(GOAL OF THE EXERCISE) List every line in the records that contains the string "target", copying each such line in full.

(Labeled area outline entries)

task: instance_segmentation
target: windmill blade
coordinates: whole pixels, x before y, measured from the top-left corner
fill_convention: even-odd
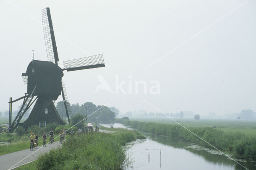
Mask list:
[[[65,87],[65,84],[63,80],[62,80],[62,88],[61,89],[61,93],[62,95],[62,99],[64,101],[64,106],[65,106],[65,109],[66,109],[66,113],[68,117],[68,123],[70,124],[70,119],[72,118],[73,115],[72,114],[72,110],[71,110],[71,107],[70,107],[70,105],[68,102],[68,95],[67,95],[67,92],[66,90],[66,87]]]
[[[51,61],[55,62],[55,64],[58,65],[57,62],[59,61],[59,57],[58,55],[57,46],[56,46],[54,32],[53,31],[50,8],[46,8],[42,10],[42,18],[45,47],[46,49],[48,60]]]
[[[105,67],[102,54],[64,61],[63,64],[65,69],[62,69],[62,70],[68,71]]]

==

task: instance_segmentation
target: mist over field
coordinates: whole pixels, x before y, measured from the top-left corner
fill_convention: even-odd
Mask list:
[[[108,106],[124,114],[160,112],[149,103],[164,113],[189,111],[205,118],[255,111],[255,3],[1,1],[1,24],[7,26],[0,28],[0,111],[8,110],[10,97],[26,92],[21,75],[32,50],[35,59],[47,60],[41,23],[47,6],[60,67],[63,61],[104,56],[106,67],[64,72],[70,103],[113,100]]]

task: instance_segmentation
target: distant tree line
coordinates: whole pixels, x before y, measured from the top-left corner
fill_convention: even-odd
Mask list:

(TASK SOLUTION)
target: windmill blade
target: mist over field
target: distant tree line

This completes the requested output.